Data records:
####
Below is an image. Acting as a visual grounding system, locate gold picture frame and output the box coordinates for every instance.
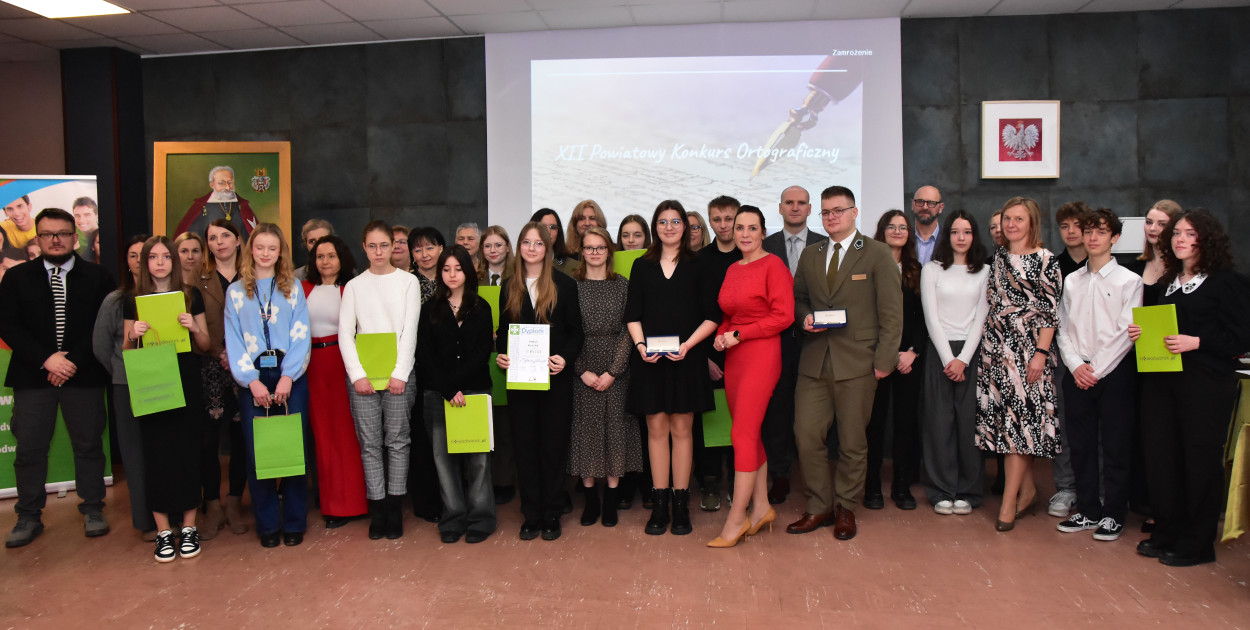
[153,141,291,240]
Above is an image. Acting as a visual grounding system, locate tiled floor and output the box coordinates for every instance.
[3,463,1248,629]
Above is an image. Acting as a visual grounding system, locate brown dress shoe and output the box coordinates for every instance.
[785,512,834,534]
[833,505,857,540]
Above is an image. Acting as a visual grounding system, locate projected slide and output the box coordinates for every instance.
[531,54,864,230]
[487,20,902,235]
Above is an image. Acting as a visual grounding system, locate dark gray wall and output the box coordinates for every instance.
[901,8,1250,256]
[141,37,486,267]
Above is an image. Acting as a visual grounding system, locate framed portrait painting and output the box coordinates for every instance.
[153,141,291,240]
[981,101,1060,179]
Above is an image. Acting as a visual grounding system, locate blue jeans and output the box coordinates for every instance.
[239,367,311,536]
[423,390,496,535]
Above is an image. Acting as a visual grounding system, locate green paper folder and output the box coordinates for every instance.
[356,332,398,390]
[479,285,501,332]
[489,353,508,406]
[1134,304,1183,373]
[703,389,732,447]
[253,410,305,479]
[123,343,186,416]
[136,291,191,353]
[614,249,646,279]
[445,394,494,454]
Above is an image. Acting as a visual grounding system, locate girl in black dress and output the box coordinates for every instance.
[625,200,720,536]
[124,236,211,562]
[496,221,584,541]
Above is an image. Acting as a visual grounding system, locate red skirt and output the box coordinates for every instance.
[308,335,368,518]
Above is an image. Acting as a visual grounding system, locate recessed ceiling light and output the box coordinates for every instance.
[2,0,129,19]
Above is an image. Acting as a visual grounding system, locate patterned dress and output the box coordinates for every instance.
[567,275,643,478]
[975,248,1062,457]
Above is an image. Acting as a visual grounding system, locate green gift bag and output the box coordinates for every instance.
[253,406,306,479]
[703,389,732,448]
[123,341,186,417]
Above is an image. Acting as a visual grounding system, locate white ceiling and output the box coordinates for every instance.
[0,0,1244,62]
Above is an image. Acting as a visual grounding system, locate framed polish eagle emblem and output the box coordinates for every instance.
[981,101,1060,179]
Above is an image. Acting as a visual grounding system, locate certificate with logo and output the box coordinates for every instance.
[506,323,551,390]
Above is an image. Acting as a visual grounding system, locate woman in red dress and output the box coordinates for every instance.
[301,235,368,528]
[708,206,794,547]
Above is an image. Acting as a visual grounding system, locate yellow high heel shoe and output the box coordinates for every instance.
[746,507,777,536]
[707,520,752,548]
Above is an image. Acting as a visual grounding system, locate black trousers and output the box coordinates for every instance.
[866,363,922,491]
[761,331,801,478]
[510,373,574,522]
[408,391,443,516]
[1061,358,1136,522]
[11,386,107,519]
[1141,365,1237,556]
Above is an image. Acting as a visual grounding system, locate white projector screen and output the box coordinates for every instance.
[486,19,902,239]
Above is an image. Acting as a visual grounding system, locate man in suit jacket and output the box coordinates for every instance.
[760,185,828,504]
[0,208,116,548]
[784,186,902,541]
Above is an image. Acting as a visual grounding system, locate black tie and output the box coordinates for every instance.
[491,273,500,286]
[51,267,66,351]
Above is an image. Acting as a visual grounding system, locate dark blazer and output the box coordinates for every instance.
[197,268,230,358]
[495,270,584,369]
[793,232,903,381]
[0,254,116,388]
[763,228,828,272]
[417,296,494,400]
[899,283,929,356]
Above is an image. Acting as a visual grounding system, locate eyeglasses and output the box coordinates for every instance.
[912,199,942,208]
[364,242,392,251]
[38,231,75,241]
[884,225,909,233]
[583,245,608,254]
[521,240,545,249]
[819,206,855,218]
[657,219,684,227]
[393,239,408,246]
[689,225,703,232]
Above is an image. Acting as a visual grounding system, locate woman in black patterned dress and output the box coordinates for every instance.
[976,197,1062,532]
[567,228,642,528]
####
Work request: A verbatim copy of the entries, without the pictures, is what this task requires.

Reply to the exercise:
Below is an image. Acting as a visual grounding system, locate gold picture frame and output the box coordinates for every instance.
[153,141,291,240]
Above is an image. Acting as a visual grounding system, locate tiled floor and output the box coordinates for every instance.
[3,463,1248,629]
Above is an image. Acting as a visual grounding system, locate brown dress shoe and output the box coordinates for every instance.
[785,512,834,534]
[833,505,857,540]
Above is an image. Acting as a visual grounding system, locate projected slide and output the box coordinates for every instance.
[531,54,864,230]
[487,20,902,235]
Above is an image. Acting as a visual grounding system, locate dark gray wall and output the box coordinates for every instance.
[901,8,1250,256]
[141,37,486,267]
Above is an image. Acting as a visual grounding system, locate framed portrait painting and output the box coordinates for every instance.
[153,141,291,240]
[981,101,1060,179]
Above is an image. Acting as a visual grounding system, locate blue jeans and output the box coordinates for every instance.
[239,367,311,536]
[423,390,496,535]
Above is an image. Acting as a visual grounding system, locate green paper folder and output the box coordinates for every instance.
[356,332,398,390]
[479,285,501,332]
[489,353,508,406]
[1134,304,1183,373]
[703,389,732,447]
[253,410,305,479]
[123,343,186,416]
[136,291,191,353]
[614,249,646,279]
[445,394,494,454]
Above is an image. Acting as a visual grounding system, locate girl in black dress and output the box coordinates for every instance.
[625,200,720,536]
[124,236,211,562]
[496,221,584,541]
Above is an image. Acting as a visual grounding system, locate red skirt and output the box coordinates for every instance.
[308,335,368,518]
Above is an image. Acting as a visual grounding system, locate recessed ceiling light and output the box coordinates for every instance.
[2,0,129,19]
Above is an image. Acting as a visual grounding system, locate patterned dress and output the box coordinates for every instance.
[567,275,643,478]
[975,248,1062,457]
Above is an image. Acting as a visual grounding system, locate green gift bag and output the box coordinates for every instance.
[253,406,306,479]
[703,389,732,448]
[123,341,186,417]
Above is an image. Acting as a visual grounding system, locate white ceiling and output the box coordinates for every instance.
[0,0,1244,62]
Above is an image. Acting as a visual grounding system, locate framed polish eagle emblem and output the box coordinates for every instance.
[981,101,1060,179]
Above is an image. Acting as a visual grounding system, locate certificate with logo and output the box coordinates for every instance.
[506,323,551,390]
Above is an image. Acting as a visual grounding system, locate woman in red dress and output the box coordinates for every instance.
[301,235,368,528]
[708,206,794,547]
Above is an image. Acting as a visual grounding system, locate yellow high heel shoe and output the box coordinates for every instance.
[746,507,777,536]
[707,520,752,548]
Above is an image. Acting as a visual grounding system, locate black trousers and output the box coordinates for every instance.
[866,363,922,491]
[761,331,801,478]
[510,373,574,522]
[408,391,443,516]
[1061,358,1136,522]
[11,386,107,519]
[1141,365,1237,556]
Above is an image. Acting as a visual grounding system, locate white projector screen and output the box coordinates for every instance.
[486,19,902,239]
Above is an image. Acting as a visual grounding system, locate man in suit jacket and output the box coordinates for every instance.
[760,185,828,504]
[0,208,116,548]
[784,186,902,541]
Above is an image. Acting as a visual grounding system, locate black tie and output the box coordinates for every instance.
[491,273,500,286]
[51,267,66,351]
Above is an image. Acting as a visual grounding system, locate dark blazer and output the box coordinates for every instance.
[197,268,230,358]
[495,270,584,369]
[793,232,903,381]
[0,254,116,388]
[763,228,828,272]
[417,296,494,400]
[899,283,929,356]
Above is an image. Acting as a visual grounding system, locate eyeglasses and output the box coordinates for every instance.
[912,199,942,208]
[364,242,392,251]
[38,231,75,241]
[884,225,909,233]
[583,245,608,254]
[521,240,545,249]
[819,206,855,218]
[657,219,684,227]
[393,239,408,246]
[689,225,703,232]
Above is an image. Acting as a visual grounding system, locate woman in black patterned dress and output the box coordinates for every instance.
[976,197,1062,532]
[567,228,642,528]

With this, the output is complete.